> **Exercise directions**
Every line of the records below from the line with "Target: wooden walkway" up to and including the line with "mark the small waterfall" must be reproduced exactly, and no line outside that range.

> **Collection entries**

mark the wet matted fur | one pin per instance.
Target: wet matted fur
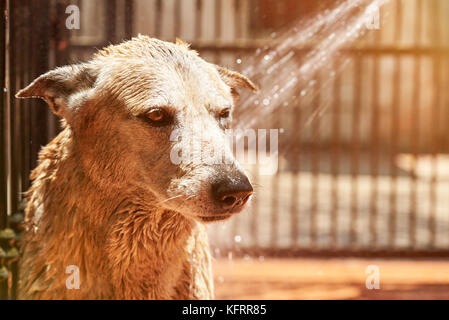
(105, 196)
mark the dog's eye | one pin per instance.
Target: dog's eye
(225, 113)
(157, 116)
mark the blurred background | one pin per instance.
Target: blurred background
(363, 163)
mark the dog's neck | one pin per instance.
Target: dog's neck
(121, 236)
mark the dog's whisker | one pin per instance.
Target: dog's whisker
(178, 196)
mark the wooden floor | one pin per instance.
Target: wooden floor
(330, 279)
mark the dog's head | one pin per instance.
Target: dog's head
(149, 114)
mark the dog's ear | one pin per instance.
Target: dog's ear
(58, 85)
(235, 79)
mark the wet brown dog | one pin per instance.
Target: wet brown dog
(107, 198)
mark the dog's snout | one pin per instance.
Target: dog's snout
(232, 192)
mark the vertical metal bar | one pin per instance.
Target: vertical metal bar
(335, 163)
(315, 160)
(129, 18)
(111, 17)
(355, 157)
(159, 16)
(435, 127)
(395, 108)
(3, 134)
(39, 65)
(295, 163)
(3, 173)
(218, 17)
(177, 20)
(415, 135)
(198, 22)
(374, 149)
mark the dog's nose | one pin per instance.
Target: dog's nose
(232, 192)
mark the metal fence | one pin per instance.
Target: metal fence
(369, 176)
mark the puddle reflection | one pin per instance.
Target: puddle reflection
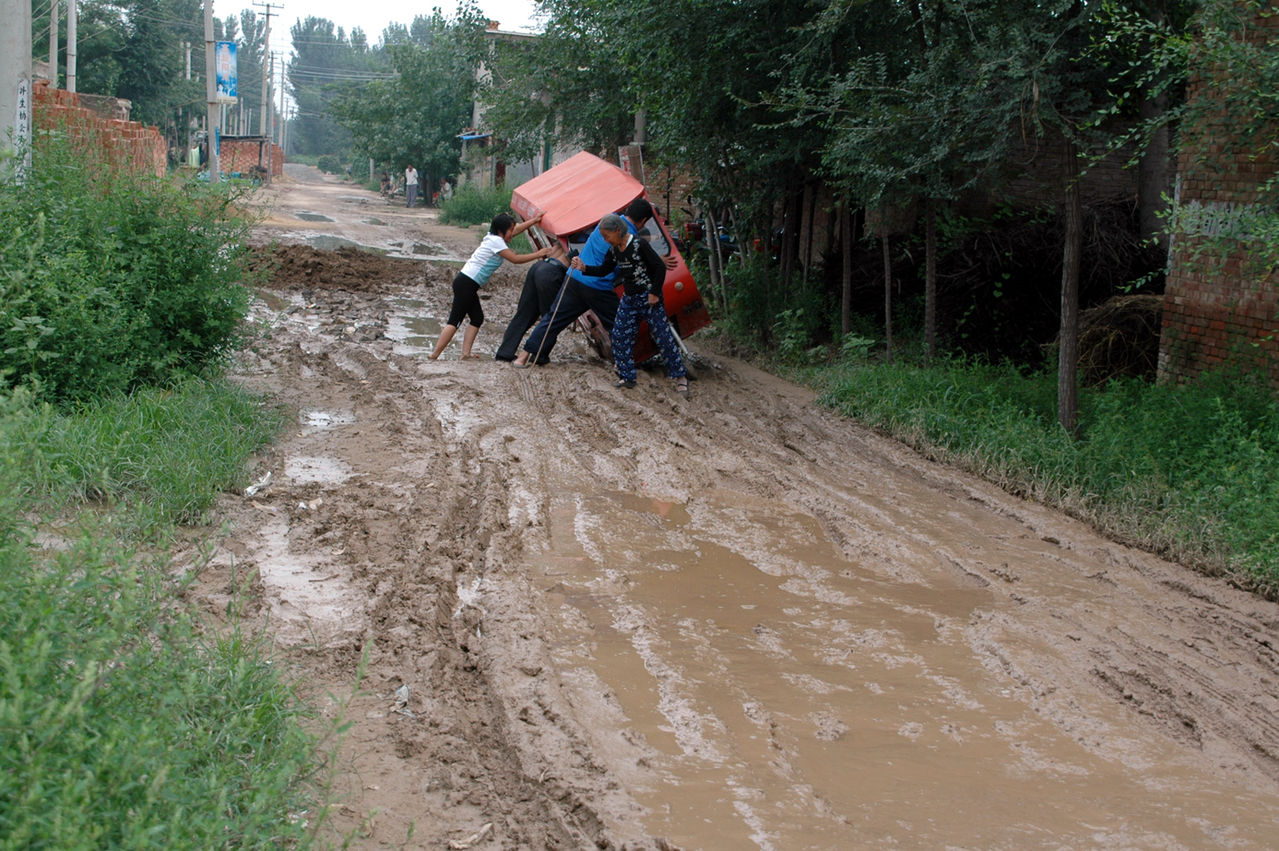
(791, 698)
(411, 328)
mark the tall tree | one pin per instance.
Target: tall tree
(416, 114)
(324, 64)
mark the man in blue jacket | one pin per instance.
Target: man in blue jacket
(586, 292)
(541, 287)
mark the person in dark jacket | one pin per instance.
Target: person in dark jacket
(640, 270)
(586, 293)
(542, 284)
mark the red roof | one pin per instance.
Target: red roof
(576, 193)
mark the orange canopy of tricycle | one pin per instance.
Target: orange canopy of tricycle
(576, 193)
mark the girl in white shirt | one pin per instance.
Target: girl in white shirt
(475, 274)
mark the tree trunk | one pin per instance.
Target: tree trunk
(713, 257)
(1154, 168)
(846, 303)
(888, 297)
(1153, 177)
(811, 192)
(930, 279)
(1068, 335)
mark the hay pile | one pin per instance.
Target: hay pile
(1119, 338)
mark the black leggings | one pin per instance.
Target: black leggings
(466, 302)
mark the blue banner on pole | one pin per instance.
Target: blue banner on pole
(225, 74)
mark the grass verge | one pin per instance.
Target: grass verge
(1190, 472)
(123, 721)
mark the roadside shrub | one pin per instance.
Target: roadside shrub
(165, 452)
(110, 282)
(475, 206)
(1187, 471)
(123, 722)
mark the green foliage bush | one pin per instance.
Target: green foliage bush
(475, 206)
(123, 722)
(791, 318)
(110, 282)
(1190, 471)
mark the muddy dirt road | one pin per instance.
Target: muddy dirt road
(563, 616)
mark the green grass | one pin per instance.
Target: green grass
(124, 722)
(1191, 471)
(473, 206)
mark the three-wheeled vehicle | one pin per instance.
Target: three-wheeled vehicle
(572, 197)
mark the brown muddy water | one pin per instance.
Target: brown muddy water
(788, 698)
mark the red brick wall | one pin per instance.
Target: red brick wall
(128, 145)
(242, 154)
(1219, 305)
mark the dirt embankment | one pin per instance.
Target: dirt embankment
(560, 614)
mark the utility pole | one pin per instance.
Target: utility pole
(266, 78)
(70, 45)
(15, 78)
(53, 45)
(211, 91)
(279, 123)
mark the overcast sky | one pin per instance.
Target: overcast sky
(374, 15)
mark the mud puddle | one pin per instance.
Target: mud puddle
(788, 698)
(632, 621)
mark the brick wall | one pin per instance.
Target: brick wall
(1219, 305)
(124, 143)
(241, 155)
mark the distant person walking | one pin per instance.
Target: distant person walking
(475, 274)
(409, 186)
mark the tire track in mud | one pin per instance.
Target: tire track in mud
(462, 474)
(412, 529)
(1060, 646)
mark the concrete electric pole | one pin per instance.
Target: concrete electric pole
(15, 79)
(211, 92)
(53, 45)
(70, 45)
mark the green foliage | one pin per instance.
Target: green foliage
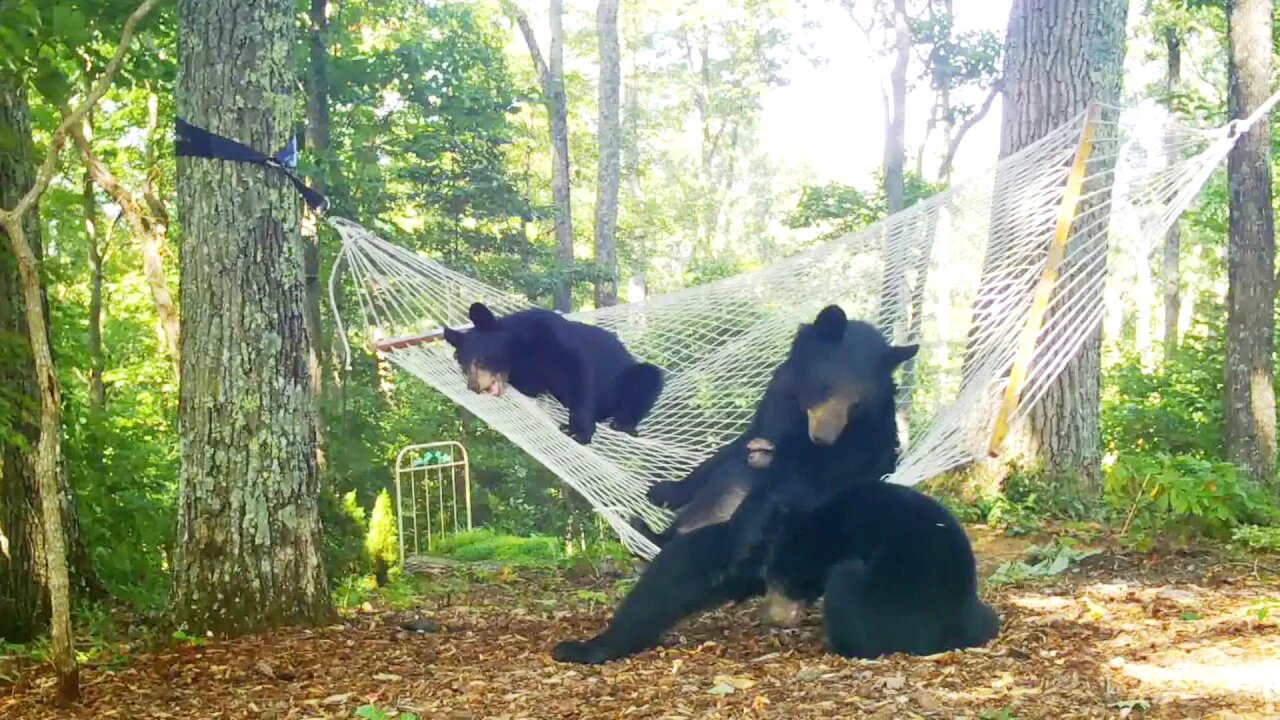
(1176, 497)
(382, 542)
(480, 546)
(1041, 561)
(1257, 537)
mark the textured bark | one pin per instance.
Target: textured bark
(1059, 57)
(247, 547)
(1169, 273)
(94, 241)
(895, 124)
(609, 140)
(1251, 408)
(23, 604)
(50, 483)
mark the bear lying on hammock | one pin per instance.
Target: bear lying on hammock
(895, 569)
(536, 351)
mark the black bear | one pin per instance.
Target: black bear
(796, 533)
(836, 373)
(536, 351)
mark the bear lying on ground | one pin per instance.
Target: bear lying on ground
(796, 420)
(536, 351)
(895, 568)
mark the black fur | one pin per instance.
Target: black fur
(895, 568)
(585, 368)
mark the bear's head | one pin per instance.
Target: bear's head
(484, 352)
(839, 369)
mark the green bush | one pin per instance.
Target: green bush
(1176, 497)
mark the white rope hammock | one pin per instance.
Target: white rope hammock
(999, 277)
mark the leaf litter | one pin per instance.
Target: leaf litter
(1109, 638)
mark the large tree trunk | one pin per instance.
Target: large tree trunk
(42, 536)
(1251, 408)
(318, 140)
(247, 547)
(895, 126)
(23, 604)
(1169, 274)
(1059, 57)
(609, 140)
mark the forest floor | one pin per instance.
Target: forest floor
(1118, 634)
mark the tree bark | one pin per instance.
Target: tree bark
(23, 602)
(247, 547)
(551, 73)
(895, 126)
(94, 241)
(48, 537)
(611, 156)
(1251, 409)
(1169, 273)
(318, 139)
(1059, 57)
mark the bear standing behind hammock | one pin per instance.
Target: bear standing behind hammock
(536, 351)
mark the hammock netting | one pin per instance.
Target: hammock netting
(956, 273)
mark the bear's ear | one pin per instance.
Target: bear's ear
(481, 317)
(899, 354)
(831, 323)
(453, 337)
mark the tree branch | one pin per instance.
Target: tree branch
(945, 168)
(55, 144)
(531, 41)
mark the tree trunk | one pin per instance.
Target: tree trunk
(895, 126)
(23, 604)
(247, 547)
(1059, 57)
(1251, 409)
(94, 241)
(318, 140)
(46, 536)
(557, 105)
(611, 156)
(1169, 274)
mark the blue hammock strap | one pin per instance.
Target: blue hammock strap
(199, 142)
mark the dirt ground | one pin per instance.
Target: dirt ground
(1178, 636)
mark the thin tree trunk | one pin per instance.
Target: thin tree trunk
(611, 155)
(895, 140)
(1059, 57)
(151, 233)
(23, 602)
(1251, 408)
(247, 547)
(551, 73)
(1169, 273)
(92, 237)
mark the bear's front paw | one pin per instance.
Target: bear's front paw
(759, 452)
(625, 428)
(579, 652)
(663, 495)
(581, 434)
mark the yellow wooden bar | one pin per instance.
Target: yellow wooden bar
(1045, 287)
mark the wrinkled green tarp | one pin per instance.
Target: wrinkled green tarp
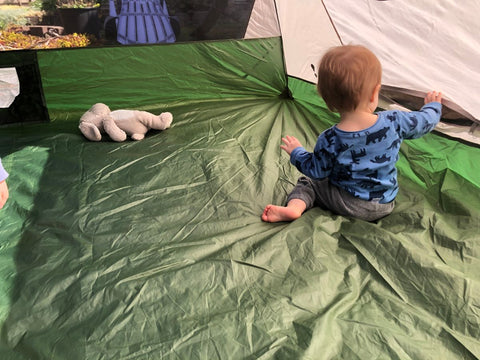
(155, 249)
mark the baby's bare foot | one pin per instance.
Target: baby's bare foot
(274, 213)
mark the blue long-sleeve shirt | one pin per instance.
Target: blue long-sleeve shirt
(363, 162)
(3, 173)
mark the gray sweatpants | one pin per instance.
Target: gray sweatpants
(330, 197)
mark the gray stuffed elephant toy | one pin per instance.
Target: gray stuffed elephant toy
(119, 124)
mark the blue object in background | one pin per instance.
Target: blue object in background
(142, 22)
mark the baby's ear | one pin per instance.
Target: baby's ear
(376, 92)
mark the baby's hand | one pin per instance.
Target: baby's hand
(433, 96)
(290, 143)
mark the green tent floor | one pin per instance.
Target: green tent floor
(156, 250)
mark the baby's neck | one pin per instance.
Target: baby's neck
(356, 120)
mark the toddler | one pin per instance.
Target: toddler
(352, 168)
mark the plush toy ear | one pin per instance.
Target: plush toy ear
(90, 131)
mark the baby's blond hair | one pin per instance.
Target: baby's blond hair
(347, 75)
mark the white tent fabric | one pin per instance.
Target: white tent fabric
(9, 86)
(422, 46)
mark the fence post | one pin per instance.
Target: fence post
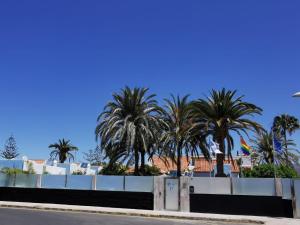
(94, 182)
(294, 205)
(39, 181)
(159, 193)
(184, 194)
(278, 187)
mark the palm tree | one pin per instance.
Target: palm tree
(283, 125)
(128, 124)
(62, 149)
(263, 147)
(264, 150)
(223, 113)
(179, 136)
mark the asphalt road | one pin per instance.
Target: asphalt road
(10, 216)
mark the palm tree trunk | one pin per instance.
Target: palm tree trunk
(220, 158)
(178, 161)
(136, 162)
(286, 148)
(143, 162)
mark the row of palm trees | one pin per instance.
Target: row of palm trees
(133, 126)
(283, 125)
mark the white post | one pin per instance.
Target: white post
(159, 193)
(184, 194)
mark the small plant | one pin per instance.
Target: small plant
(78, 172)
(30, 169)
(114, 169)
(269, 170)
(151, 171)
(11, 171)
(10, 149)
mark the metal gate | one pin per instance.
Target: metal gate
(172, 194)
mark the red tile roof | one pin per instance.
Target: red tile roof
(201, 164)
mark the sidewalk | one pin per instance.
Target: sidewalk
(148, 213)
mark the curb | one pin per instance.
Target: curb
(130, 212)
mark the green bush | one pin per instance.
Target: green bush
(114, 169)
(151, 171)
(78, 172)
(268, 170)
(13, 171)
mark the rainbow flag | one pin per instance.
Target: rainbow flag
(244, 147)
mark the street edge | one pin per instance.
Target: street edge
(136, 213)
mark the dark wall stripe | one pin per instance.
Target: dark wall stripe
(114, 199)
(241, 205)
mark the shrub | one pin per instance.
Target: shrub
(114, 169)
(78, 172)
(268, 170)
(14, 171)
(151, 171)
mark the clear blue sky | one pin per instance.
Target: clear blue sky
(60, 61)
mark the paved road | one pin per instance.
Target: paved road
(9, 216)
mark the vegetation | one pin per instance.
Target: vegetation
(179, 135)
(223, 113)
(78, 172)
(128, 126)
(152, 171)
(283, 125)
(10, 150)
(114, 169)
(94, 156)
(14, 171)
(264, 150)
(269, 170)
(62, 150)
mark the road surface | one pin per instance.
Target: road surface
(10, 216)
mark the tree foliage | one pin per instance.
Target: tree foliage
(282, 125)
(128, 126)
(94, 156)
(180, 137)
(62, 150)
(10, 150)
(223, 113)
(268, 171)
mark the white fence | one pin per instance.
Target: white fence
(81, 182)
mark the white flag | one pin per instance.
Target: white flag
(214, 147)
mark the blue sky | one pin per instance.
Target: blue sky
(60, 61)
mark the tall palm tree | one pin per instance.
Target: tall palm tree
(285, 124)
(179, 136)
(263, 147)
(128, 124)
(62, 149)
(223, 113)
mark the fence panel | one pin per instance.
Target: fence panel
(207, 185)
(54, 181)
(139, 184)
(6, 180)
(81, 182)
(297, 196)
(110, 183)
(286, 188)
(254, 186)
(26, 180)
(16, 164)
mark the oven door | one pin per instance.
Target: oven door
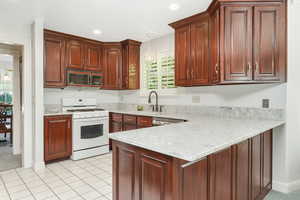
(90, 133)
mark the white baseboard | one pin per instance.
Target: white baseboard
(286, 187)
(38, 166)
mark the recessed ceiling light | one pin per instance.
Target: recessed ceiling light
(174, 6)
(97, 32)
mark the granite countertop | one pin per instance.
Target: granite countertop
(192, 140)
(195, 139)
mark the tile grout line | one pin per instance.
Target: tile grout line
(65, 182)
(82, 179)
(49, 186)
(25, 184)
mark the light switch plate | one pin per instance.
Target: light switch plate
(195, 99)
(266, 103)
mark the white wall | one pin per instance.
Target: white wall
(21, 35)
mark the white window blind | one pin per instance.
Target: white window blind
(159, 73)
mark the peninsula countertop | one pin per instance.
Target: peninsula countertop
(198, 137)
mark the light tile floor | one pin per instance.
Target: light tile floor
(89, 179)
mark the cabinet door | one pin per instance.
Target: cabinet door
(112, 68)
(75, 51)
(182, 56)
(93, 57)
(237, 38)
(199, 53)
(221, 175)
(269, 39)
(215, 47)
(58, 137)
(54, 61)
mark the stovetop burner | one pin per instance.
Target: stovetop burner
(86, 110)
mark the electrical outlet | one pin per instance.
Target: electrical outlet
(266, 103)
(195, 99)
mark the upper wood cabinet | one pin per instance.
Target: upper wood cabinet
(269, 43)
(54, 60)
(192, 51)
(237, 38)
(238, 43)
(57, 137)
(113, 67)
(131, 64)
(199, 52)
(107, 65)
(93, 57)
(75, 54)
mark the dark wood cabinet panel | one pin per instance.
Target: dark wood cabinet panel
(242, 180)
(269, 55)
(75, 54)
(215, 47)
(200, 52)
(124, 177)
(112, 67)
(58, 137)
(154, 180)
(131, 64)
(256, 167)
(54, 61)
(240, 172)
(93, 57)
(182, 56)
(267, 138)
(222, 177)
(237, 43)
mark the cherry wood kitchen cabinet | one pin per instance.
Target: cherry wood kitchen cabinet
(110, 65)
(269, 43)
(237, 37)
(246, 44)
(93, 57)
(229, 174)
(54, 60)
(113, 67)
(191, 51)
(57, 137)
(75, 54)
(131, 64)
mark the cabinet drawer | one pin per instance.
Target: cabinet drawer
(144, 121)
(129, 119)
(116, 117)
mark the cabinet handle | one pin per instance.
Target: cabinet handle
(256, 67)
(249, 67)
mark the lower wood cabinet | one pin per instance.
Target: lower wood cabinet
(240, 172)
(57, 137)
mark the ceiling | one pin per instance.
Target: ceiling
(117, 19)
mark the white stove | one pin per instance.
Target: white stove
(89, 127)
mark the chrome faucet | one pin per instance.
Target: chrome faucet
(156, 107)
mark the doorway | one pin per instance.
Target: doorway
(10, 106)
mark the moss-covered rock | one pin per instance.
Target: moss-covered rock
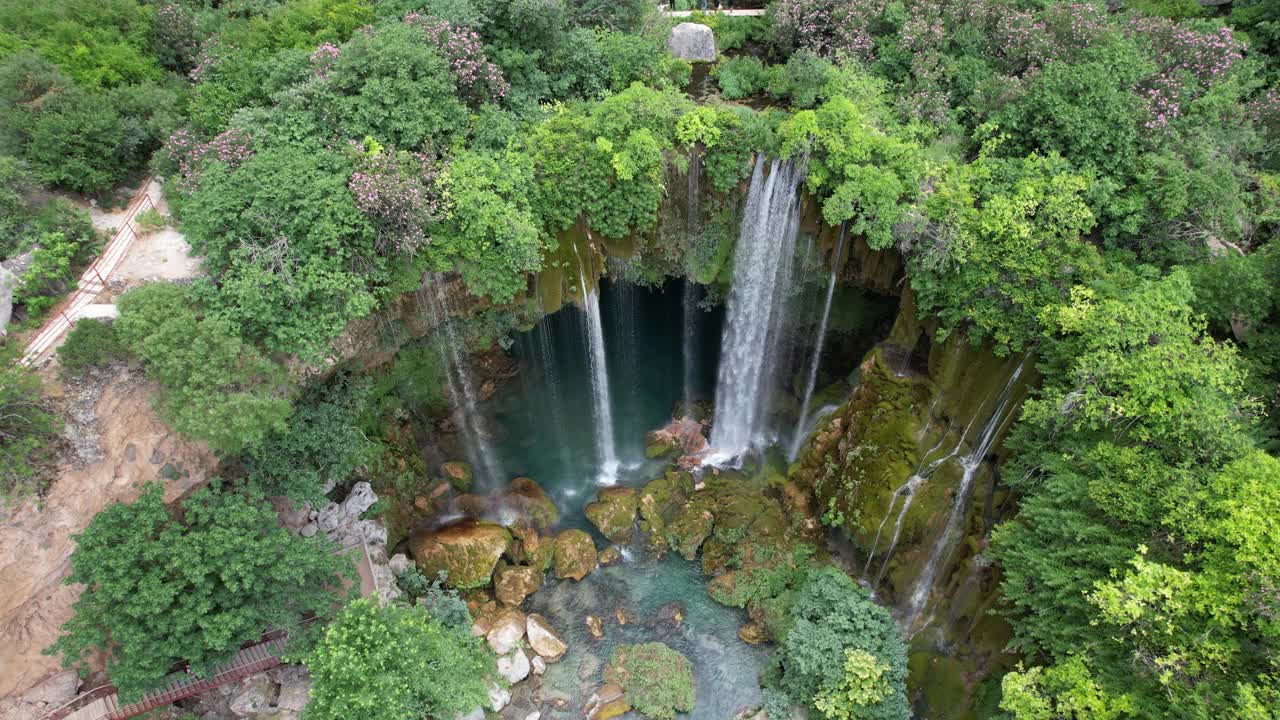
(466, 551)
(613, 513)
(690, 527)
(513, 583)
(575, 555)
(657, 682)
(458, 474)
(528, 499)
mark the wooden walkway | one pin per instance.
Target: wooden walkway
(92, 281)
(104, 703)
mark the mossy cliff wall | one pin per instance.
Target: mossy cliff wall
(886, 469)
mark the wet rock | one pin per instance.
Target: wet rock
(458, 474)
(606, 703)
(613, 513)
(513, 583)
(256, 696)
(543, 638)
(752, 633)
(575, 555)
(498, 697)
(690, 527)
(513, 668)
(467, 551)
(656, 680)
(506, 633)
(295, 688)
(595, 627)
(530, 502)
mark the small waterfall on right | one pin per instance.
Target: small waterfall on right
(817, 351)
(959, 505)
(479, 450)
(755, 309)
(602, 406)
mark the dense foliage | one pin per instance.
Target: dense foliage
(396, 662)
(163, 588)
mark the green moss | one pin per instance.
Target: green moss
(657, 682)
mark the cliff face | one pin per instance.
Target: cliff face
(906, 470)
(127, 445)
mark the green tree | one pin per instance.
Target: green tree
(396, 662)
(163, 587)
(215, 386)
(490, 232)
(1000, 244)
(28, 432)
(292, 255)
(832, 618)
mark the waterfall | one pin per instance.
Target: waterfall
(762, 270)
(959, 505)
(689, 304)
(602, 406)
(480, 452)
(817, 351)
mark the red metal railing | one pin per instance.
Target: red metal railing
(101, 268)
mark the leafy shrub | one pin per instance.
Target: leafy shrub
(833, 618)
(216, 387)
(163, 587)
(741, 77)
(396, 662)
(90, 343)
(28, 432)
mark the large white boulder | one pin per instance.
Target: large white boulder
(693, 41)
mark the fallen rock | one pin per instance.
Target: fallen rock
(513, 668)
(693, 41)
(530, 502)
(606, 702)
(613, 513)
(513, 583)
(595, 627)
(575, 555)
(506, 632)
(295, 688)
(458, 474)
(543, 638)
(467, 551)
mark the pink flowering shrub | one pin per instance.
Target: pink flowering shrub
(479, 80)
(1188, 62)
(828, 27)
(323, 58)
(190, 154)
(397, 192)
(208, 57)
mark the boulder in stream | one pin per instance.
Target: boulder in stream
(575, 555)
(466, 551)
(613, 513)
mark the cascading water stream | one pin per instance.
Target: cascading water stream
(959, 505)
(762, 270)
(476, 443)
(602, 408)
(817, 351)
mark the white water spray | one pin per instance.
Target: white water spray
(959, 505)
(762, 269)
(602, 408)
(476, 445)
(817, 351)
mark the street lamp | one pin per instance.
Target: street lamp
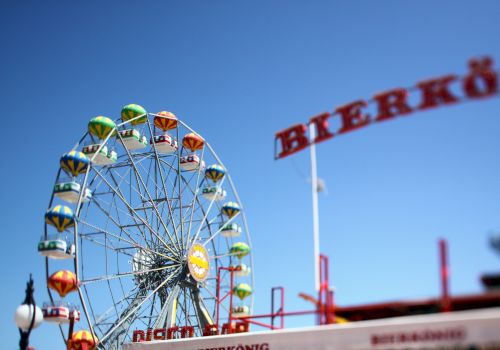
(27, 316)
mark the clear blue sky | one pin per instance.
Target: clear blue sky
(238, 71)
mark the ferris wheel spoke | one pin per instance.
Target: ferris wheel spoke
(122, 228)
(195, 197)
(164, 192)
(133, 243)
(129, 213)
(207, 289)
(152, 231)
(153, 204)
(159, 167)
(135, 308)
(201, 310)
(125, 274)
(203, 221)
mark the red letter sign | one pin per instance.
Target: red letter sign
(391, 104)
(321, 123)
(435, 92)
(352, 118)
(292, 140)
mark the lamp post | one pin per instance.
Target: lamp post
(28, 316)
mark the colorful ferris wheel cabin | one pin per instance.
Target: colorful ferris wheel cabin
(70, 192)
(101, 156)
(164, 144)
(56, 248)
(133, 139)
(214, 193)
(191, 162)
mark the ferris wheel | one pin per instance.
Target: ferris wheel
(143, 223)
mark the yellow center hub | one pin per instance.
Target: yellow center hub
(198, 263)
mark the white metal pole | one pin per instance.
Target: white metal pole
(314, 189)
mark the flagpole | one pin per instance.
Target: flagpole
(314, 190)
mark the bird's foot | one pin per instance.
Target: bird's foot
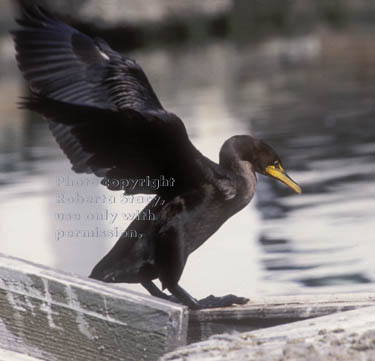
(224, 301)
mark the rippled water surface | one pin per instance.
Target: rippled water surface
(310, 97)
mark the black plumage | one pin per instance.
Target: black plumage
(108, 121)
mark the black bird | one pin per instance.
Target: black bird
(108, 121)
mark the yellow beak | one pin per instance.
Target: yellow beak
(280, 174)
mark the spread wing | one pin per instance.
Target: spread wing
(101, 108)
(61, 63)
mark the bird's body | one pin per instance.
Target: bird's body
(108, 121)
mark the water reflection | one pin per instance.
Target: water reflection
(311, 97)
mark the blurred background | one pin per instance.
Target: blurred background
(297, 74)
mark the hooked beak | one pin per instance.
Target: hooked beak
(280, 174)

> **Task solution**
Target: wooden walkway
(92, 281)
(104, 703)
mark the mossy cliff wall | one pin per instance.
Target: mossy cliff wall
(886, 469)
mark the wet rock | one pin per instance.
Target: wet rock
(458, 474)
(606, 703)
(613, 513)
(513, 583)
(256, 696)
(543, 638)
(752, 633)
(575, 555)
(498, 697)
(690, 527)
(513, 668)
(467, 551)
(656, 680)
(506, 633)
(295, 688)
(595, 627)
(530, 502)
mark the small waterfall on right | one pin per instance.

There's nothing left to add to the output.